## start Provided information

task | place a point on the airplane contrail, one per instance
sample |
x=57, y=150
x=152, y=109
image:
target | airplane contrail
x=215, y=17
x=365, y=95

## end Provided information

### Short task
Reproduce all of the data above verbatim, line by line, without any alteration.

### Exercise result
task | place a point on the airplane contrail, one per instance
sample |
x=57, y=150
x=152, y=109
image:
target | airplane contrail
x=215, y=17
x=365, y=95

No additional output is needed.